MATERIAL SUPPLIED >>
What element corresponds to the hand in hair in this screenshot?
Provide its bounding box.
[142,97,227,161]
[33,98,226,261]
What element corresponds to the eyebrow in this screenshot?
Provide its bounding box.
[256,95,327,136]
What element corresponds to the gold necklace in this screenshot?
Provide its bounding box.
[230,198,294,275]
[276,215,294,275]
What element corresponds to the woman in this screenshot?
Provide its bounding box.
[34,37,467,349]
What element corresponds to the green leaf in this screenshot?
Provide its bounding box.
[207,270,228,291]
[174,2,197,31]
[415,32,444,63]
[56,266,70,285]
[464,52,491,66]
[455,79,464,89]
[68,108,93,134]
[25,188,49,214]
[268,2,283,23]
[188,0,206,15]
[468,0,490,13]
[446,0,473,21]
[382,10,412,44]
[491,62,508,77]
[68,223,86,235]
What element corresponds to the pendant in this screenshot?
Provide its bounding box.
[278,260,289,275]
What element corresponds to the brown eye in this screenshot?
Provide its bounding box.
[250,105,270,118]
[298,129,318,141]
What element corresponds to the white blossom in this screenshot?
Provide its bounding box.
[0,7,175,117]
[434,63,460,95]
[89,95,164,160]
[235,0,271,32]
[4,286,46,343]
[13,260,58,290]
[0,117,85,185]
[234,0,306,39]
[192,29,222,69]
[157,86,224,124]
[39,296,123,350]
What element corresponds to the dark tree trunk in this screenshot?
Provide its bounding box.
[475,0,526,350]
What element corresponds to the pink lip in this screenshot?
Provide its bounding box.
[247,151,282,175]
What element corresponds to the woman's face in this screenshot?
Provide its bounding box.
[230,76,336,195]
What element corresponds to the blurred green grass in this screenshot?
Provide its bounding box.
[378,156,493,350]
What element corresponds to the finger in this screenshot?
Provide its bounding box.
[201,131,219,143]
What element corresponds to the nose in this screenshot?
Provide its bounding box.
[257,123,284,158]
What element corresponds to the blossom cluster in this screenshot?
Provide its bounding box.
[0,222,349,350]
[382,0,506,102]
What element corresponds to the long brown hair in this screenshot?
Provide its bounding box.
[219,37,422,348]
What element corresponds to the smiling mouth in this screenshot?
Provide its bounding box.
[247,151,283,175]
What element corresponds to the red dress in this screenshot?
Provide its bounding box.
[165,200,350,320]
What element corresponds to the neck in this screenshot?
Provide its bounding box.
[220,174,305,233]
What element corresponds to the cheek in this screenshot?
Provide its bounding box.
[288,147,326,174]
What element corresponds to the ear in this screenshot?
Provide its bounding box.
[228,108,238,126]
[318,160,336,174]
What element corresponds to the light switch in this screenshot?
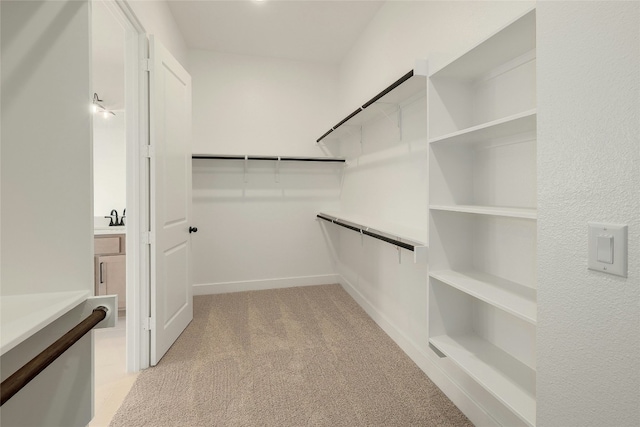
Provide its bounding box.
[596,234,613,264]
[589,222,627,277]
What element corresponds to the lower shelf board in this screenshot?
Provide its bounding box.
[429,270,537,325]
[429,334,536,427]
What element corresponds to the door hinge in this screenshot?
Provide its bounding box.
[142,317,153,331]
[142,145,156,159]
[142,58,152,71]
[142,231,156,245]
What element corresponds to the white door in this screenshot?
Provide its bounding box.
[149,36,193,365]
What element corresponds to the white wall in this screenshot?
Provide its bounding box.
[93,111,127,222]
[2,1,93,295]
[0,1,93,426]
[126,0,189,71]
[537,1,640,426]
[189,50,342,293]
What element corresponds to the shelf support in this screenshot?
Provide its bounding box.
[374,102,402,141]
[243,155,249,184]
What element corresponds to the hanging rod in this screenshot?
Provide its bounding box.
[316,214,415,252]
[0,306,109,406]
[191,154,346,163]
[316,70,414,142]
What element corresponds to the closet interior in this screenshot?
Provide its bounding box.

PROMPT >> Set the entries down again exactly. Do not include the images.

TASK OUTPUT >>
What element corresponds to the hand in hair in this screenshot?
Provide its bounding box.
[142,97,227,161]
[33,98,226,261]
What element corresponds to the eyebrow in this screenshot?
Provide its bounding box.
[256,95,327,136]
What element corresponds to the gold necklace in this screenshot?
Provide its bounding box.
[230,198,294,275]
[276,215,294,275]
What element corresponds to the woman in this screenshot?
Provide its bounding box.
[34,37,467,349]
What element corresponds to the green leaf in this screenshot?
Provide its bounding box.
[207,270,228,291]
[174,2,197,31]
[415,32,444,63]
[56,266,70,285]
[464,52,491,66]
[455,79,464,89]
[68,108,93,134]
[25,188,49,214]
[268,2,283,23]
[188,0,206,15]
[468,0,490,13]
[446,0,473,21]
[382,10,412,44]
[491,62,508,77]
[68,223,86,235]
What element corresponds to the pendant in this screenshot?
Provide its bounding box.
[278,260,289,275]
What element corresponds to the brown eye in this screenshot?
Provide its bounding box.
[250,105,270,118]
[298,129,318,141]
What element corresponds to the white blossom in this screenshot?
Provide its bounding box.
[0,7,175,117]
[434,63,460,95]
[89,95,164,160]
[235,0,271,32]
[4,286,46,343]
[13,260,58,290]
[0,117,85,185]
[234,0,306,39]
[192,29,222,69]
[157,86,224,124]
[39,296,123,350]
What element corresponds to the dark tree trunk in this screenshot?
Provide its bounding box.
[475,0,526,350]
What element corresponds to the pink lip in this screenshot?
Provide its bounding box.
[247,151,282,175]
What element corresponds to the woman's face in this screenshot?
Provide its bounding box.
[230,76,336,195]
What element corresponds to the blurred green grass in this screenshot?
Provide its bounding box.
[378,156,493,350]
What element corresponds to the finger in this screenshot?
Provide its bounding box.
[201,131,219,143]
What element corresponds to the nose in this screenshot?
Provide its bounding box.
[257,123,284,158]
What element corresponds to the blossom cluster in this screenshot?
Provide its bounding box.
[0,222,349,350]
[382,0,506,102]
What element corresponds to the long brown hair in this screenshot?
Provide its bounding box.
[219,37,422,348]
What element corresponds to the smiling mouth in this screenshot?
Provide its bounding box.
[247,151,283,175]
What element corresponds to the red dress in this screenshot?
Provide its bounding box.
[165,200,350,320]
What element corresponds to the neck in this screenshot?
Provide its bounding box.
[220,174,305,233]
What element corresponds to the cheek in this screenshot?
Provide its bounding box.
[288,147,326,174]
What element corresponds to the ear in this screenshot?
Provide its bounding box.
[228,108,238,126]
[318,160,336,174]
What element corresponds to the light switch in this screenshot?
Provide its bounding box.
[596,234,613,264]
[589,222,627,277]
What element corresponds to the lower shelf board in this screenshot?
Provide its bounding box.
[429,270,537,325]
[429,334,536,427]
What element corresponds to the door hinge in this screenshot?
Provide its bounding box.
[142,317,153,331]
[142,145,156,159]
[142,58,152,71]
[142,231,156,245]
What element corresponds to the white door in this screenshot?
Provide its bounding box.
[149,36,193,365]
What element corresponds to the white wall in this screenshot?
Provide its bounding box.
[93,111,127,222]
[2,1,93,295]
[0,1,93,426]
[126,0,189,71]
[537,1,640,426]
[189,50,342,293]
What element corresponds to the shelf support in this screenshot?
Provide its bounding box.
[374,102,402,141]
[243,155,249,184]
What element corresponds to the hanging rod in this screenshot?
Provide its bounding box.
[316,214,415,252]
[0,306,109,406]
[191,154,346,163]
[316,70,414,142]
What element corresponds to the closet interior in this screenshot?
Provide its bounding box.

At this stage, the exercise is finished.